= DIRECTIONS =
• a. Sum up the text below on The Unquiet Grave in two sentences.
• b. Answer these questions from the text below on The Unquiet Grave.
(i) Who collected the text and tune that A.L. Lloyd sang, and from which singer did most of it come?
(ii) In what year did Shirley Collins record the ballad for The Power of the True Love Knot?
(iii) Who made the instrument Shirley Collins plays on that track, and what kind of instrument is it?
• c. List every album or other record named in the text below on The Unquiet Grave as one on which the ballad was recorded.

─── EXTRACT TO READ

Source: Mainly Norfolk

The Unquiet Grave / Cold Blows the Wind

Roud 51 ; Child 78 ; Ballad Index C078 ; Bodleian Roud 51 ; Wiltshire Roud 51 ; trad.]A.L. Lloyd sang The Unquiet Grave in 1956 on his and Ewan MacColl’s Riverside album of Child ballads, The English and Scottish Popular Ballads Volume I. Editor Kenneth G. Goldstein wrote in the album’s booklet:

Aside from its exquisite poety and music, this ballad is notable for its exhibition of the universal popular belief that excessive grief on the part of mourners disturbes the peace of the dead.

It is possible that this is only a fragment of a once popular longer ballad. In the form we have it today, no text has been reported earlier than the 19thcentury. The ballad is little known in Scotland and is quite rare in America. It is still current in England, however.

The text and tune sung by A.L. Lloyd were collected by Cecil Sharp from William Spearing of Ile Bruers, Somerset, excepting the last two stanzas, which were from Mrs. William Ree of Hambridge, Somerset.

See Child (78), Volume II, p. 78ff; Coffin, p.82; Dean-Smith, p.113.

Shirley Collins recorded this ballad in 1959 for her second LP, False True Lovers, a second time for her Collector EP English Songs Vol. 1, and a third time in 1967 for her album The Power of the True Love Knot. She commented in the first album’s notes:

From Cecil Sharp’s English Folk Songs. This is one of the classic pieces of English folk song literature. From one point of view it is a feminine fantasy or a wish, perhaps for the death of a lover, perhaps for a way of arranging a night visit by the lover, perhaps for a way of showing how strong her love is, perhaps of a feeling of guilt. Certainly, it is a ghost story designed to delight the imagination of young women. Finally, it shows the survival of ancient and widely distributed primitive beliefs about the treatment of the dead.

The rowdy Irish wake is the only one example of the common folk custom of a gathering in which ceremonial banqueting and games were indulged in to show honour to the dead person. The shade was given a great send-off to the other world. Sometimes guns were fired to send him skittering away in fear. Sometimes a special door was cut in the side of the wall so that the coffin could be taken out by that route; and then this hole was walled up so that the ghost could not find his way back into the house again.

In Scotland and Ireland it was believed that excessive grief prevented the dead from resting; that the tears shed by the mourners pierced holes in the corpse. In Persia they held that the tears shed by humanity for their dead flowed into a river in which the souls floated and drowned. Similar beliefs were held by the Greeks and Romans, and from mediaeval times throughout Germany and Scandinavia.

Sharp says that in England a belief was current that if a girl was betrothed to a man, she was pledged to him if he died, and was bound to follow him to the spirit world unless she solved certain riddles, or performed certain tasks, such as fetching water from a desert, blood from a stone, milk from the breast of a virgin…

and in the The Power of the True Love Knot album notes:

This song is a tender and magical expression of an ancient community belief: a very proper belief that when the mourning of a lover’s death started to drain life from the living, love was being misused. Tears flowed into the Styx, and the river swelled and became impassable, so the dead come back and warn the quick. On this track and elsewhere I play an instrument made for me by John Bailey, which is a dulcimer with a five-string banjo neck.

──────
─── MATERIAL

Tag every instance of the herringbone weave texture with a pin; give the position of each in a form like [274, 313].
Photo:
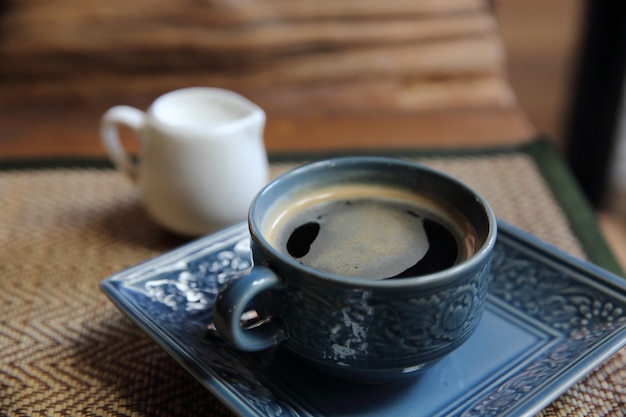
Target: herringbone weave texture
[65, 350]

──────

= SOLUTIONS TO THE TASKS =
• a. A.L. Lloyd recorded The Unquiet Grave in 1956 from a version Cecil Sharp collected in Somerset, and the album's booklet says the ballad shows the widespread belief that too much grief from mourners disturbs the peace of the dead. Shirley Collins recorded it three times, and her notes link it to ancient beliefs about the treatment of the dead, such as the Scottish and Irish belief that excessive grief kept the dead from resting and the Persian belief that mourners' tears formed a river in which souls drowned.

• b.
(i) Cecil Sharp collected it, mostly from William Spearing of Ile Bruers, Somerset.
(ii) 1967.
(iii) John Bailey made it, and it is a dulcimer with a five-string banjo neck.

• c.
The English and Scottish Popular Ballads Volume I
False True Lovers
English Songs Vol. 1
The Power of the True Love Knot